▶ SEITE

══════════════════════════════

Kriminelle Kinder - tabulos und kalt

23. September 2010 | von

Rund 200 Menschen werden täglich in der Öffentlichkeit Opfer von Gewalt. Mehr als die Hälfte der Täter sind Jugendliche. Sie werden immer jünger, ihre Attacken zunehmend brutaler, die Motive immer unverständlicher. Erschrecken und Ratlosigkeit machen sich angesichts der Schlagzeilenfülle zum Thema „Jugendkriminalität" breit. Es wird kontrovers diskutiert, fieberhaft nach Lösungen gesucht. Wie könnten Politiker, Gesellschaft und jeder einzelne sinnvoll reagieren?





Juni 2009, Hamburg Harburg, ein 44-jähriger Mann wird von zwei Jugendlichen zu Tode geprügelt, weil er ihnen kein Geld gibt. Wenige Monate später wird am Münchner S-Bahnhof Solln der Manager Dominik Brunner von zwei Jugendlichen brutal zusammengeschlagen, weil er sich schützend vor vier Kinder stellt. Er stirbt an seinen Verletzungen. Ebenfalls in München quälen im März 2010 zwei 13-Jährige eine 83-jährige Rentnerin in ihrer Wohnung und verletzen sie so schwer, dass sie ins Krankenhaus muss. Acht Jungen zwischen 13 und 15 Jahren malträtieren während einer Ferienfreizeit auf der Nordseeinsel Ameland Ende Juni acht Jugendliche in ihrem Alter. Diese erschreckende Aufzählung mehr oder weniger bekannter Fälle von Kinder- und Jugendgewalt ist nur ein kleiner Auszug aus einer langen Liste. Aber schon in der kurzen, nur schlaglichtartigen Beschreibung wird die Dimension des Problems deutlich: Kinder- und Jugendkriminalität scheint keine Tabus mehr zu kennen, die Verletzungen der Opfer sind erheblich, manchmal gar tödlich. Dabei fällt auf, dass die Täter sehr jung sind, oftmals selbst noch Kinder.

══════════════════════════════

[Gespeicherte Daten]
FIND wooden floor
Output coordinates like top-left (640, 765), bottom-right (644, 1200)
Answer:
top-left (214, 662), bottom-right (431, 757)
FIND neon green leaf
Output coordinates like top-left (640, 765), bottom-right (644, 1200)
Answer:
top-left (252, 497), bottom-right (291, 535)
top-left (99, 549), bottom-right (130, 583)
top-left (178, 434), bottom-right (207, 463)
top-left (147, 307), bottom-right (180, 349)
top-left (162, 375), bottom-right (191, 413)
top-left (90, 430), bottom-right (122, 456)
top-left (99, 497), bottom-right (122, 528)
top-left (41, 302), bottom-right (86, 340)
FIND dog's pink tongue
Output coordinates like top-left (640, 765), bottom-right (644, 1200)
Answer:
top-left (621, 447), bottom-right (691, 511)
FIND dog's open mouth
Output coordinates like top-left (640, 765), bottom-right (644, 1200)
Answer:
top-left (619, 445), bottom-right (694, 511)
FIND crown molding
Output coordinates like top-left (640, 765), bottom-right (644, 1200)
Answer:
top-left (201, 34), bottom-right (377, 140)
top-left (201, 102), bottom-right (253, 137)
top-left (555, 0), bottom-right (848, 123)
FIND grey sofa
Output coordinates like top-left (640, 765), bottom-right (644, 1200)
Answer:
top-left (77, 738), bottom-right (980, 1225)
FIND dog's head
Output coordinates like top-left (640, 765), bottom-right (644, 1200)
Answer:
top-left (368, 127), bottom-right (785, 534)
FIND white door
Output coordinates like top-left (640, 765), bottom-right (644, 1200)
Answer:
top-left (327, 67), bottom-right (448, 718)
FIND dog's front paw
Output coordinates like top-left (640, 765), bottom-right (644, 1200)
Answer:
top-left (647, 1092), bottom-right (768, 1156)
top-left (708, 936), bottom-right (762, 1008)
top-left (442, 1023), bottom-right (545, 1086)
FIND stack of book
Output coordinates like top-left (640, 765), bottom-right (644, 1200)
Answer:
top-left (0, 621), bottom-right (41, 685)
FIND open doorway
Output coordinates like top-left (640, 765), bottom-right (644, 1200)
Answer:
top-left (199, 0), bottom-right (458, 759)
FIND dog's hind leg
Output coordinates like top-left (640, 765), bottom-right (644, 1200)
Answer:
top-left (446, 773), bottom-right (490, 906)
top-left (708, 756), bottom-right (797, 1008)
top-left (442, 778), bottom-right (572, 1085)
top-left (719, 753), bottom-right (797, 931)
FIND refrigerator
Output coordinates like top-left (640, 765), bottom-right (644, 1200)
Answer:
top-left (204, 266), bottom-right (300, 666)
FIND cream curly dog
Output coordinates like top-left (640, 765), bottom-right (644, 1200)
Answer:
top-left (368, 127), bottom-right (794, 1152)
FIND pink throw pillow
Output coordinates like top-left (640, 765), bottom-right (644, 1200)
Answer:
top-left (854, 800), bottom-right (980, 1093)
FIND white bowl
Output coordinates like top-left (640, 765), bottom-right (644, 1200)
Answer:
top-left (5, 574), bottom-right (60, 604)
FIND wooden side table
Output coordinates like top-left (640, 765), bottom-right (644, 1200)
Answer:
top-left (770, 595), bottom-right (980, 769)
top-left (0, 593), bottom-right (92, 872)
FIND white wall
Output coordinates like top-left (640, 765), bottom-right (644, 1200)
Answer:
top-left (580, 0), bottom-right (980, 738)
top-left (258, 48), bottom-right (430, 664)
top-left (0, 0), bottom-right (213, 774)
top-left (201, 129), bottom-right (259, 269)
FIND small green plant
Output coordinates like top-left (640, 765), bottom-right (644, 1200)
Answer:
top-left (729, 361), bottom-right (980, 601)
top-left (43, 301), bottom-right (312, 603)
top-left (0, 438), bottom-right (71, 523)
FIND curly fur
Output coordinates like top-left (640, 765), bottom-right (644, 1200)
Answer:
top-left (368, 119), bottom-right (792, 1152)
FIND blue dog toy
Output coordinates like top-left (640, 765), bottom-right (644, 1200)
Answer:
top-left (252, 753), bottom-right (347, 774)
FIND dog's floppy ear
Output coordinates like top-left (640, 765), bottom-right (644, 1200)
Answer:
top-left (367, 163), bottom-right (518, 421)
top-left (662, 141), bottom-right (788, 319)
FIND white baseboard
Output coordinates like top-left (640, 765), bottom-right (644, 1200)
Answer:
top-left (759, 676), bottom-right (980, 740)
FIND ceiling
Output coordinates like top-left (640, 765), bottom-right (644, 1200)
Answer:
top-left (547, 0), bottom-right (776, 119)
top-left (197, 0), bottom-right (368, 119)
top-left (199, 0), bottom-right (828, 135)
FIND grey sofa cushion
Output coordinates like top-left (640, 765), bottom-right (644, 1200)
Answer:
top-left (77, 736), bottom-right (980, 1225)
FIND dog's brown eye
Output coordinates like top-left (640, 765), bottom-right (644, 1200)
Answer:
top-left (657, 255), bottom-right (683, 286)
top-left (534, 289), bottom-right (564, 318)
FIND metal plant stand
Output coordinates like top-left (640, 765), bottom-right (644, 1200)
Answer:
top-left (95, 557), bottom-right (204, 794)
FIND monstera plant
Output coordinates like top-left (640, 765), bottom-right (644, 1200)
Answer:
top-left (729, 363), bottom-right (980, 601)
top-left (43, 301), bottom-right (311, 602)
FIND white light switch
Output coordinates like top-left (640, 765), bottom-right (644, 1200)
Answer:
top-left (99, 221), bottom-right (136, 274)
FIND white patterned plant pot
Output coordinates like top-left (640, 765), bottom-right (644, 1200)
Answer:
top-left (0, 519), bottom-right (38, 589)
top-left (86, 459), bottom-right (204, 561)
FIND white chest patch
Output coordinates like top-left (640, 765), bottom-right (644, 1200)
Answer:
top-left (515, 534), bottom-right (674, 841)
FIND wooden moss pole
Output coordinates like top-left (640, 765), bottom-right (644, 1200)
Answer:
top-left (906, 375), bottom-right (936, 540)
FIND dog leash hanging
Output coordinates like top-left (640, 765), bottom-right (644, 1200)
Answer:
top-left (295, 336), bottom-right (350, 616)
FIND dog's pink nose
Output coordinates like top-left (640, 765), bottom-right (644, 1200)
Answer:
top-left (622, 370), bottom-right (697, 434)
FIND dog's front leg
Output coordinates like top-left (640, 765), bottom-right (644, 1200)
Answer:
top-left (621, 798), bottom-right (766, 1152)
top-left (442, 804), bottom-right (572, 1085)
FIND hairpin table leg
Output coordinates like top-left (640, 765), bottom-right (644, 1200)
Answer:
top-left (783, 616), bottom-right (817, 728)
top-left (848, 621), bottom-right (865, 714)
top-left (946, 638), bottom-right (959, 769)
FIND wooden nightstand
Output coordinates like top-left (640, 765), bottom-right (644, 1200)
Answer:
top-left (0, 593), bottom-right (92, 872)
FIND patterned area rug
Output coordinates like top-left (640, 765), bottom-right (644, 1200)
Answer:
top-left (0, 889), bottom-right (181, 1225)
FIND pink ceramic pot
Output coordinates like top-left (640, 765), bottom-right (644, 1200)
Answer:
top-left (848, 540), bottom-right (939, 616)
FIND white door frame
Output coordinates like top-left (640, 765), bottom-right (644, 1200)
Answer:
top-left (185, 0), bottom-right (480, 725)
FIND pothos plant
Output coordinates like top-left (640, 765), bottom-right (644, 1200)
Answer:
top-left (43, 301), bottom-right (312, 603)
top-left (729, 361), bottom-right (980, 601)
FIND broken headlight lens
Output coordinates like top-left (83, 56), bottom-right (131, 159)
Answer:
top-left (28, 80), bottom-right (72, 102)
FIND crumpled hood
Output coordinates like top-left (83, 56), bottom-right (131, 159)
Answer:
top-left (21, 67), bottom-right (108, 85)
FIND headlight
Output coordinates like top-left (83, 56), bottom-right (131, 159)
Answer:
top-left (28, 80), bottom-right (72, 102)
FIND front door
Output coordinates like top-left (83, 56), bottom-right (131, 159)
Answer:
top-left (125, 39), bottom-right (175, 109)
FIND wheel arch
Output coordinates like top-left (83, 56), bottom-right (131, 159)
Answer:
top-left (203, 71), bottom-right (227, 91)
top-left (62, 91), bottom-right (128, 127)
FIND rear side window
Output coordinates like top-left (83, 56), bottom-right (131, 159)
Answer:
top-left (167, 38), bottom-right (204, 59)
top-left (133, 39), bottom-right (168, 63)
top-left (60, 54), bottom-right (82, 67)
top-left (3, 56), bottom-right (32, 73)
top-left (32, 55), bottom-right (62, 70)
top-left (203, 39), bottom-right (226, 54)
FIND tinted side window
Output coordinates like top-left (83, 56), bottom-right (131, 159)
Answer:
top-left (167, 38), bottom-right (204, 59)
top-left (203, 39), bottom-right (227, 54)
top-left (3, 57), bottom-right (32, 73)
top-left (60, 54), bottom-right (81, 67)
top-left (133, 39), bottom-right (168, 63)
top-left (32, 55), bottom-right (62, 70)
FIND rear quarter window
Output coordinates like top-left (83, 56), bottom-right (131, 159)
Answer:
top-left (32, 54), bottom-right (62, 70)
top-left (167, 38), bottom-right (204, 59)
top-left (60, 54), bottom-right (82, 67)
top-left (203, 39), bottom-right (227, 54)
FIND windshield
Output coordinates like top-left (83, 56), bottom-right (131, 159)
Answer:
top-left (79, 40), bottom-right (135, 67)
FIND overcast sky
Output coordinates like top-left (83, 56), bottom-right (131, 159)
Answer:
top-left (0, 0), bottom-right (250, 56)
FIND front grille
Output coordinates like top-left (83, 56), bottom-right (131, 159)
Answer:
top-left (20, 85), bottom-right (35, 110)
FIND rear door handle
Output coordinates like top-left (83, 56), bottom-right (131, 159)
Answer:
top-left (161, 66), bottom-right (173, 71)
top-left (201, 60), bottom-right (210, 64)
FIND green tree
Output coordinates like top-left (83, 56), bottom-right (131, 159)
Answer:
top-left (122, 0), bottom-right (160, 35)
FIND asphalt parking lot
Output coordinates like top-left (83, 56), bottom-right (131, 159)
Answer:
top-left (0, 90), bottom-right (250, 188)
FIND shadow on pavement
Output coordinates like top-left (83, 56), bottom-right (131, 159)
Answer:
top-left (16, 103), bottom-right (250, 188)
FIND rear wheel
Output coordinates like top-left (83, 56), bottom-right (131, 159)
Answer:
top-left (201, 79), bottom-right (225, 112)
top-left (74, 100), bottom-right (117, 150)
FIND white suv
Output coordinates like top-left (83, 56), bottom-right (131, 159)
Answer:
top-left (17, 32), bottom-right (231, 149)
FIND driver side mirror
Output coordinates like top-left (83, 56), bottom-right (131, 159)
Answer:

══════════════════════════════

▶ AUFGABEN
• A. Wie viele Menschen werden laut dem Text über Jugendkriminalität täglich in der Öffentlichkeit Opfer von Gewalt?
• B. Gib einen Abschnitt aus dem Text über Jugendkriminalität wortgetreu wieder. Setze bei den Worten „Rund 200 Menschen“ ein und ende nach „einzelne sinnvoll reagieren?“.

▶ ANTWORTEN PRO AUFGABE
• A. Rund 200 Menschen.

• B.
Rund 200 Menschen werden täglich in der Öffentlichkeit Opfer von Gewalt. Mehr als die Hälfte der Täter sind Jugendliche. Sie werden immer jünger, ihre Attacken zunehmend brutaler, die Motive immer unverständlicher. Erschrecken und Ratlosigkeit machen sich angesichts der Schlagzeilenfülle zum Thema „Jugendkriminalität" breit. Es wird kontrovers diskutiert, fieberhaft nach Lösungen gesucht. Wie könnten Politiker, Gesellschaft und jeder einzelne sinnvoll reagieren?